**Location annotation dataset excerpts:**
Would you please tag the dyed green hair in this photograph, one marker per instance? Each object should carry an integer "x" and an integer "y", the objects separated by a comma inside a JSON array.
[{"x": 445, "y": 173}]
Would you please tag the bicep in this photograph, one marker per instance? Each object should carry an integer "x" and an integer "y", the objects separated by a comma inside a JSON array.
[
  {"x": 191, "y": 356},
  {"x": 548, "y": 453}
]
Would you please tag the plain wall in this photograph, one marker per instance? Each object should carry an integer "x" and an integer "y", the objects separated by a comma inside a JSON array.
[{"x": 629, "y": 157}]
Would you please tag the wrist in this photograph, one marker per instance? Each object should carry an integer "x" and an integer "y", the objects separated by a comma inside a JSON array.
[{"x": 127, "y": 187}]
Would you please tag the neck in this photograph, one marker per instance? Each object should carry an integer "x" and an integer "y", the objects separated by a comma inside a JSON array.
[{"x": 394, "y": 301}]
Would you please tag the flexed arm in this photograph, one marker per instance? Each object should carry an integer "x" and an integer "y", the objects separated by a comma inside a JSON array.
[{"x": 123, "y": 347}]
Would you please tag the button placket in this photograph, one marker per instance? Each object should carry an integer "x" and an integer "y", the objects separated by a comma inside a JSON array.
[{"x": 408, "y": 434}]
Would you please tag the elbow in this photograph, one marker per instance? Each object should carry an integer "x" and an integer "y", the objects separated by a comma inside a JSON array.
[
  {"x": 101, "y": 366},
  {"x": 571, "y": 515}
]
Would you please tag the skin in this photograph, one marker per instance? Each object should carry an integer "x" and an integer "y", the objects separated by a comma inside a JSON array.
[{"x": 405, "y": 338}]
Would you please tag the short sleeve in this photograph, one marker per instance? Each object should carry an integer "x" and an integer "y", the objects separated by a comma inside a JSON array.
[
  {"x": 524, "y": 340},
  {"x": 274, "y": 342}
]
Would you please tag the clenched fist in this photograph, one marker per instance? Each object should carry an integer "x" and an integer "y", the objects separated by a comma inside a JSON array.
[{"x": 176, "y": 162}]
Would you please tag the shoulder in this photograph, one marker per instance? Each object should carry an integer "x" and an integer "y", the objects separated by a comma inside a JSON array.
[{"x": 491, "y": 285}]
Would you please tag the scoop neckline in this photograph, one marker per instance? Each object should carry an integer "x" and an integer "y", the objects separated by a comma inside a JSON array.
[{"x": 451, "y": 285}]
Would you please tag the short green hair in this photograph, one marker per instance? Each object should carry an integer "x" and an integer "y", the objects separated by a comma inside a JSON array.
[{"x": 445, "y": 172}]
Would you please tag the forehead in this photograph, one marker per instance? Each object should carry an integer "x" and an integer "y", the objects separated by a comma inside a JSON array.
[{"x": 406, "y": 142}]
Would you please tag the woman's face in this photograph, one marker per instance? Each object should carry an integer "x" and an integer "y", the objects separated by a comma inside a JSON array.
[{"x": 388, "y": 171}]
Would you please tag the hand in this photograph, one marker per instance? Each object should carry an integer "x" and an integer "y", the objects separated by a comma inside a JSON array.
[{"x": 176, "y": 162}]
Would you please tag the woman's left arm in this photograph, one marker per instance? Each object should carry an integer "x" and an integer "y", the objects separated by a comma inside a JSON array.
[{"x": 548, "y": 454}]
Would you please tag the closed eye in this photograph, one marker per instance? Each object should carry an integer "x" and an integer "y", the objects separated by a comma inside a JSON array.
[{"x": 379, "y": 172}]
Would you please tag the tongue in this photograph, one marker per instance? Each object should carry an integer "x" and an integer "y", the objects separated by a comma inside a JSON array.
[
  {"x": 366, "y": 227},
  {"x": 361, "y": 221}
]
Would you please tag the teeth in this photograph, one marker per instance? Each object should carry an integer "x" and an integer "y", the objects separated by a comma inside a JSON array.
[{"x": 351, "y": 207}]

**Aim:**
Please copy out each record, character for character.

**Result for this exercise:**
Would you please tag the dyed green hair in this photograph, one marker per instance? Each object should carry an integer "x" and an integer "y", the objects separated by a comma inside a JSON array.
[{"x": 445, "y": 173}]
Would you please tag the bicep in this photograph, one marker per instance? Each object should carry an integer "x" and an integer "y", the objects separated by a comma inside a JSON array.
[
  {"x": 191, "y": 356},
  {"x": 548, "y": 453}
]
Would you please tag the plain wall in this photograph, one marker per instance? Each object should carry an integer "x" and an integer "y", the objects separated by a comma inside a JSON array.
[{"x": 629, "y": 157}]
Would you please tag the wrist in this photograph, one marker per instance? Each object should carry an integer "x" and an integer "y", the objects separated by a comma inside a JSON array.
[{"x": 127, "y": 187}]
Would you please tag the neck in this photograph, one marker per instance? Each object should carry an integer "x" and an integer "y", the objects separated by a comma inside a JSON array.
[{"x": 394, "y": 301}]
Would you please tag the flexed arm in this photograph, one marker per instance? Each object should carry an integer "x" and an integer "y", the objects separated by a comma inside a JSON array.
[{"x": 123, "y": 347}]
Would you please tag the button placket in this photograph, one marker per instance? Each object should carry an integer "x" and an integer "y", the objects separated by a comma inside a JSON array.
[{"x": 408, "y": 434}]
Would you please tag the elbow in this photograph, one marker per instance? Each object should carry an integer "x" and an integer "y", the objects separated by a comma inside a JSON array.
[
  {"x": 101, "y": 366},
  {"x": 571, "y": 515}
]
Would you please tag the skin in this photograph, one marker per instance? Each object should carry an integer "x" and an integer "y", the objects separated by a comma inside a JSON array.
[{"x": 405, "y": 338}]
Would you please tag the short sleeve in this photograph, one marker per instance? Each object should carry an integer "x" and an integer "y", the objects separated by a comma inside a JSON array.
[
  {"x": 524, "y": 340},
  {"x": 274, "y": 342}
]
Would you please tag the clenched fist in this photograph, one marker per instance? Each object should carry an integer "x" and an integer "y", the objects separated by a comma inside a JSON array.
[{"x": 176, "y": 162}]
Would you please tag the shoulder in this photograph, one marker per instance? Each object should carry an integer "x" and an integer "y", the objects separated by a comma inside a JSON array.
[{"x": 491, "y": 285}]
Would you please tag the scoop neckline in this photograph, one marker per instance? Each object should carry an integer "x" and an integer "y", the objects separated by a comma inside a JSON array.
[{"x": 451, "y": 285}]
Would you please tag the short green hair in this photograph, one marker per instance? Each object should carry an integer "x" and an integer "y", the objects separated by a comma inside a JSON array.
[{"x": 445, "y": 172}]
Would you please tag the forehead in this photograph, one marker per instance? Each object should carry an integer "x" and an integer "y", the objects separated by a comma inside a JSON array.
[{"x": 406, "y": 142}]
Would you please tag the woman's face in this photograph, one marker per instance? Each object should carry an integer "x" and an integer "y", the objects separated by a comma inside a JSON array.
[{"x": 388, "y": 171}]
Would you please tag the hand in this photograph, one marker per instance? Each object should carry an integer "x" and an integer "y", the objects separated by a comma inside a JSON array.
[{"x": 176, "y": 162}]
Would you please tag the woman's left arm in this photograph, one marker per instance? Each object should carry an integer "x" and an integer "y", the objects separated by a comma inside a JSON array.
[{"x": 548, "y": 454}]
Would you please tag the closed eye in this photograph, one marker per instance? Each object should carry an integer "x" and an integer "y", the objects separated by a comma inside a JSON array.
[{"x": 379, "y": 172}]
Would you please tag the tongue in this photograph, one marker per instance? Each object should carry an integer "x" and an integer "y", the objects separated by a comma inside a JSON array.
[
  {"x": 366, "y": 227},
  {"x": 361, "y": 221}
]
Would you please tag the teeth in this photograph, one marker per instance? Each object should carry an integer "x" and an integer "y", the objects separated by a comma inside a JSON array.
[{"x": 351, "y": 207}]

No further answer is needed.